Strip out all images, then restate the data verbatim.
*** Data shown ***
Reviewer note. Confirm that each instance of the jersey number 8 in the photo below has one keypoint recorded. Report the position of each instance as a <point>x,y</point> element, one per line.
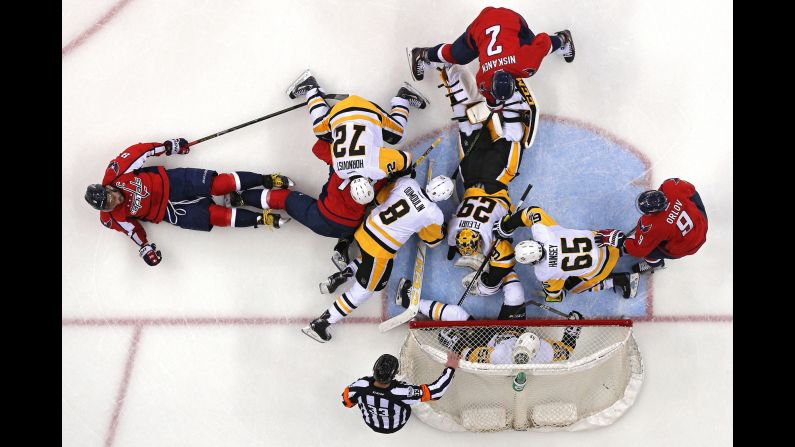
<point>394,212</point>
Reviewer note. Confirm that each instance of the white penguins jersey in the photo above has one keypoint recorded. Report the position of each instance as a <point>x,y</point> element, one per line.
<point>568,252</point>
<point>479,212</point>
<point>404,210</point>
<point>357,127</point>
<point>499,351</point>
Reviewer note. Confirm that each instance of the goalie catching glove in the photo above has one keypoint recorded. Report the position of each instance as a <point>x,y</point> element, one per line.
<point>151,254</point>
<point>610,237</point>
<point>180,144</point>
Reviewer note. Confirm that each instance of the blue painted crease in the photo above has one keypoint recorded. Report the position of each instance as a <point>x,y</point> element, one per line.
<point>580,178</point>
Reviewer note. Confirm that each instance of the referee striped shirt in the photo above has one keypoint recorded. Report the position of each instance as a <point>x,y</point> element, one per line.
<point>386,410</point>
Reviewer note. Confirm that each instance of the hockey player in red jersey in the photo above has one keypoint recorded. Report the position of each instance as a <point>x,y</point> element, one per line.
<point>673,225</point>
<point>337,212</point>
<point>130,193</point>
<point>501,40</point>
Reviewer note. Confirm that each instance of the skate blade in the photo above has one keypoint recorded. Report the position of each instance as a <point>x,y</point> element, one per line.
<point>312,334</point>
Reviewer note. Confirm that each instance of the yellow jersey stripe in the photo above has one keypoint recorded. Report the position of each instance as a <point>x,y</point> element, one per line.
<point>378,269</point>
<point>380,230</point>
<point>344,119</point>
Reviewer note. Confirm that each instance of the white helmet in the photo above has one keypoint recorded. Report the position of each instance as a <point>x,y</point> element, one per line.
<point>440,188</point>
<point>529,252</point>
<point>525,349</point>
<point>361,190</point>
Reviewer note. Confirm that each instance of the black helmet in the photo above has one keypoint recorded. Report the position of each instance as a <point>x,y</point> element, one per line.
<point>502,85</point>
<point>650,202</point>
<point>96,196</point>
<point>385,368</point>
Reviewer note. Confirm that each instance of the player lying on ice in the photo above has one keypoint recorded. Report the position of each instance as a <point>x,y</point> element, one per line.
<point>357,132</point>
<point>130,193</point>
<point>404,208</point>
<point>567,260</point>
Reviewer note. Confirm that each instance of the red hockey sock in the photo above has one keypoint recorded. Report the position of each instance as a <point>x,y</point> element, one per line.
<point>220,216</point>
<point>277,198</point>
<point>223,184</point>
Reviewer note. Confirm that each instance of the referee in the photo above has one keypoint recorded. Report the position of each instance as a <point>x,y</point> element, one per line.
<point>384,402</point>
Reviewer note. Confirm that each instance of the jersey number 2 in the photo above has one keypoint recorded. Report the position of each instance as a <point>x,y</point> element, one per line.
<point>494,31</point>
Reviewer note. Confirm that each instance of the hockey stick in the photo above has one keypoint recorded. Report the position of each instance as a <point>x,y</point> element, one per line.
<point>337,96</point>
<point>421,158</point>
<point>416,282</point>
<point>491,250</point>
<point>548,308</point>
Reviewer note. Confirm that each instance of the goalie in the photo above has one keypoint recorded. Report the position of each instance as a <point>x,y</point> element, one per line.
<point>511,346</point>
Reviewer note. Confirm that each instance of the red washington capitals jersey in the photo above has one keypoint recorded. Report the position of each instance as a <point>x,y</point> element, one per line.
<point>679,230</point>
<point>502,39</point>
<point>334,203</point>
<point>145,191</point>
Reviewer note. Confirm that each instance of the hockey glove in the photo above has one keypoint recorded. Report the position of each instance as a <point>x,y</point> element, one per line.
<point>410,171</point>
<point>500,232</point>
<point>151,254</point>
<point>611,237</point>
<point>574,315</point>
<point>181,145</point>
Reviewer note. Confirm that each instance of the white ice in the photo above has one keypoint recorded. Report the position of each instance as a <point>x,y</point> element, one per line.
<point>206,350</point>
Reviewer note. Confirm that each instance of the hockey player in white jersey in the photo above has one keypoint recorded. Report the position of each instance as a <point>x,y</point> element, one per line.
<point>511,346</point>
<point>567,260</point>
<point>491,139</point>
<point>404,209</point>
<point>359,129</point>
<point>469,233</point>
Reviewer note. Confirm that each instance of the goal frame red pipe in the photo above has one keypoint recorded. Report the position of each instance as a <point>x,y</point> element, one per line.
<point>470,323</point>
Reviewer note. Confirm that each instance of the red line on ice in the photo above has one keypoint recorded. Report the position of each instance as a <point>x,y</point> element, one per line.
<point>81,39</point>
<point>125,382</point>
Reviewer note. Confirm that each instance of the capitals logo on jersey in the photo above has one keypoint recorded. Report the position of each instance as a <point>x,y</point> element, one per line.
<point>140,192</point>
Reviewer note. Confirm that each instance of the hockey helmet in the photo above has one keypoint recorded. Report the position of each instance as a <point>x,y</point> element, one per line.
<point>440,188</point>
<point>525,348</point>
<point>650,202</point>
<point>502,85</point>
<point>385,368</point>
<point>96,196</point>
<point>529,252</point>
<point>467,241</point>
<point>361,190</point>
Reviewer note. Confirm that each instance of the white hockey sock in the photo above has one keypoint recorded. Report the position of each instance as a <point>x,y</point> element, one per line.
***
_Solution to this task_:
Reviewer note. Confirm that each instance of the jersey number 8 in the photo below has one keypoint recorded. Report the position of each instance as a <point>x,y</point> element, one per line.
<point>394,212</point>
Reviewer note. Confirm that each instance of the white penguins jersey in the photo above has one keypoint recorded. Report the position of each instance as a <point>x,y</point> element, one per line.
<point>568,252</point>
<point>479,212</point>
<point>404,210</point>
<point>357,127</point>
<point>499,351</point>
Reviewer note. Confirm that each instance of the goalie catching glove in the photo above has one keypoint recorded. Report the position of each instance as a <point>x,y</point> element, one per line.
<point>151,254</point>
<point>610,237</point>
<point>180,144</point>
Reviewer note. Confirm that each instance of the blue painted crease in the photo above has one keypoint recorded. Report the position of each instance as a <point>x,y</point> element, one per line.
<point>580,178</point>
Reviewer note. Confirm that each instance of the referee striped shirt in the photo above has one keypoint recorded. Report the position of each instance as a <point>x,y</point> element, one per line.
<point>386,410</point>
Reviewer note. Confirm that each instance of the hockey player in red jersey in the photo above has one keypoint recorded. Report the position of each instance as a <point>x,y</point> element, one per line.
<point>673,225</point>
<point>337,212</point>
<point>130,193</point>
<point>501,40</point>
Reviewer note. Confirm that each instance of the skate blade in the photo above has one keypoint recorded. Report the position of each instance as a <point>x,y</point> element, one per line.
<point>312,334</point>
Reviewer note. Confirm that each instance of the yellow jersey stripe in the photo above has one keypoint recorded. Report the position of each instance as a <point>x,y</point> element, one per line.
<point>378,269</point>
<point>380,230</point>
<point>344,119</point>
Reviewer note. Confirm that each instance of the white helmet in the photo above has one keypoint recorded. Report the position of each instance as a <point>x,y</point> element, one per line.
<point>440,188</point>
<point>529,252</point>
<point>525,349</point>
<point>361,190</point>
Reviewer note. Confirm that each instance of the black helmet in the photo above has one keypoint recorded. Report the position of each instance as a <point>x,y</point> element, one per line.
<point>502,85</point>
<point>650,202</point>
<point>96,196</point>
<point>385,368</point>
Reviewer note. Confirm that each instance of the player lying on ice in the photo above has one keypoint recorded. Report the position of each instance as a <point>x,y</point> element, one per line.
<point>357,132</point>
<point>130,193</point>
<point>404,208</point>
<point>567,260</point>
Reviewer note. Confirm that each instance of the red hockey sock in the photo above has one keypoint recorded. Report the position of each instance as a <point>x,y</point> element, one per line.
<point>220,216</point>
<point>277,198</point>
<point>223,184</point>
Reviewer note. Confirm that each instance of the referee in the photo above has one keypoint recorded. Report the position of each instance as a <point>x,y</point> element, one per line.
<point>384,402</point>
Reviewer note. Confirm that each instance of the jersey number 2 in the photo above has one keypoint recorded. Report the position of each instance as a <point>x,y</point> element, one per line.
<point>494,31</point>
Reviewer note. Confirm that each instance of the hockey stick in the photo above has one keypoint recorded. Report the position of each instance as a <point>x,y</point> element, one per line.
<point>337,96</point>
<point>421,158</point>
<point>416,282</point>
<point>491,250</point>
<point>548,308</point>
Reviewer note. Confirm that each instance of the goalie in the photo above has one keypoint recorded. Report the position of each instance as a <point>x,y</point> element, one per line.
<point>511,346</point>
Reviewer note. Confirm that each instance of the red washington capitals jersey in the photo above has one keypoint recorded. Report the position of each instance as a <point>x,y</point> element, one per line.
<point>679,230</point>
<point>502,39</point>
<point>334,203</point>
<point>145,191</point>
Reviewer note. Confirm that each instance of the hockey glove in the photo above has one keypoint recorded. Report the position of each instance as a <point>x,y</point> element, one per line.
<point>410,171</point>
<point>500,232</point>
<point>151,254</point>
<point>611,237</point>
<point>574,315</point>
<point>181,145</point>
Reviewer note. Confirm that each instance of the white ice in the photo above has one keypoint recorded. Report the position of each instance as a <point>x,y</point> element, one per line.
<point>206,350</point>
Reviewer note. Confirm that each instance of the hockey player in white jersey in the photo above has one keypoint recorded. Report the position of each instance as a <point>x,y</point> element, one per line.
<point>511,346</point>
<point>567,260</point>
<point>491,139</point>
<point>404,209</point>
<point>359,129</point>
<point>469,233</point>
Reviewer note. Confirm that each instance of the goal frame red pipe in the photo above has one keypoint recorded. Report the position of each instance as a <point>x,y</point> element, one per line.
<point>470,323</point>
Reviewer note. Confirm that each instance of the red line on ice in the photo above has one keypoint recorded. Report the position of each instance as a <point>x,y</point> element, one per line.
<point>81,39</point>
<point>125,382</point>
Reviewer note. Confirm that each instance of the capitals logo on jersey in the photo above has one keypoint recorded. Report the position of each instance as a <point>x,y</point> element, one per line.
<point>140,192</point>
Reviewer note. Confirm that each instance of the hockey helmet in the photo above has one keypoint recorded. Report the position of each instance as a <point>x,y</point> element, one per line.
<point>440,188</point>
<point>525,348</point>
<point>650,202</point>
<point>502,85</point>
<point>385,368</point>
<point>96,196</point>
<point>529,252</point>
<point>467,241</point>
<point>361,190</point>
Reviewer note. Confirm that each instance of the white hockey sock in the photo above has one keypoint recorded. Report the position of each instance as a <point>x,y</point> element, one per line.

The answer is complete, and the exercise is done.